- **Exercise tasks**
(1) Answer these questions using the Paul Vigay biography:
(a) In which town did Vigay die?
(b) How many O-Levels did he pass at the Horndean School?
(c) In what year did he first become involved with crop circles?
(2) Write the next part of the Paul Vigay biography, picking up after its final sentence.

──────── Text block

- Born: 24 October 1964 Croydon
- Died: 20 February 2009 (aged 44) Portsmouth
- Known for: Crop circles, RISC OS, UFOs
- Scientific career
- Fields: Computing

= Paul Vigay =

British computer programmer (1964–2009)

Paul Vigay (24 October 1964 – 20 February 2009) was a British computer consultant, notable for work in developing and supporting RISC OS software and named as a leading expert on UFOs and crop circles.

== Biography ==
Vigay was born on 24 October 1964 in Croydon. His sister, Frances Vigay, became an anti-nuclear campaigner at the Greenham Common Women's Peace Camp. He attended the Horndean School in Waterlooville, passing 10 O-Levels. His use of BBC B computers while there led to a lifelong interest in computing. He edited the Acorn section of the Micronet 800 on-line magazine in the late 1980s, and continued to support RISC OS users after Micronet 800 was withdrawn. He was the senior computer technician at Bohunt Community School for several years, maintaining a LAN of over 300 desktops around the school, until he worked for Argonet ISP from 1995 until 2005 when he opened Orpheus Internet to serve Argonet's previous customers and continue support for RISC OS users. He was also a skilled computer programmer, creating an anti-virus app and a lottery prediction app using statistical analysis, among others. According to BBC News, Vigay had a long interest in UFOs, hauntings and the occult and first became involved with crop circles in 1990 while developing equipment to detect electric current flow behind walls and floors. He contributed research for the 2002 film Signs.

────────────────
──────── Source information

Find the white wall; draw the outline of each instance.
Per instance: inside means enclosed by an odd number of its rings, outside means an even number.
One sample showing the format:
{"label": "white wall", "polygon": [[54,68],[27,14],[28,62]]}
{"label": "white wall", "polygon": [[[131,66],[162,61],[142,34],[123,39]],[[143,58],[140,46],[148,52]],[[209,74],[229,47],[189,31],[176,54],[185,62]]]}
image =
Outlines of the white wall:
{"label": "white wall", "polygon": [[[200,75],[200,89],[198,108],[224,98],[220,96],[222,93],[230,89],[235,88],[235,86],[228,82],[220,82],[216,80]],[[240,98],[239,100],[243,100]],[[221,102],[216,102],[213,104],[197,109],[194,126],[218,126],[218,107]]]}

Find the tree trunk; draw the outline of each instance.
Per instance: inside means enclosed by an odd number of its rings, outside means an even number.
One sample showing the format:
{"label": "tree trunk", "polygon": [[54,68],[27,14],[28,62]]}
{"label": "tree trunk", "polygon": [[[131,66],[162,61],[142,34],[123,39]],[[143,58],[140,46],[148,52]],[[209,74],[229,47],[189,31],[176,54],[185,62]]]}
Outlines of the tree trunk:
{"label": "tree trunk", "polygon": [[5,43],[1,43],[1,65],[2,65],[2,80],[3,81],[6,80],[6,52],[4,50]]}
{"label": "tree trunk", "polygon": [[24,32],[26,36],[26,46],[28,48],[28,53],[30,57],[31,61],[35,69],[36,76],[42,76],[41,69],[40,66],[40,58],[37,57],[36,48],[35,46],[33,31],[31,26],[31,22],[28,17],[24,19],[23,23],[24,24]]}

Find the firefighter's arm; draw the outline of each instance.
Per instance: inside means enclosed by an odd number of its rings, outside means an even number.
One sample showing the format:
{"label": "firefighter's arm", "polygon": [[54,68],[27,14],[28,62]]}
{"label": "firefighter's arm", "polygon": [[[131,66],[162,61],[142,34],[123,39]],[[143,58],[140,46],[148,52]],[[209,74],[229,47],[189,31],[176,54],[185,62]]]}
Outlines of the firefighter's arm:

────────────────

- **Your written answers**
(1)
(a) Portsmouth
(b) 10
(c) 1990

(2)
==Death==
Vigay's body was found off Portsmouth beach on 20 February 2009 after being reported missing the previous evening. Police said that it remained unclear whether Vigay committed suicide or died accidentally. According to a hearing at Portsmouth Coroners Court, Vigay had split up with girlfriend Andrea Smith on the night of his death. Smith found a short note Vigay left which said "I love you," and included Vigay's telephone code and computer passwords. The British newspaper The Telegraph reported that a coroner termed his death a "mystery". He was buried at The South Downs Natural Burial Site near Petersfield.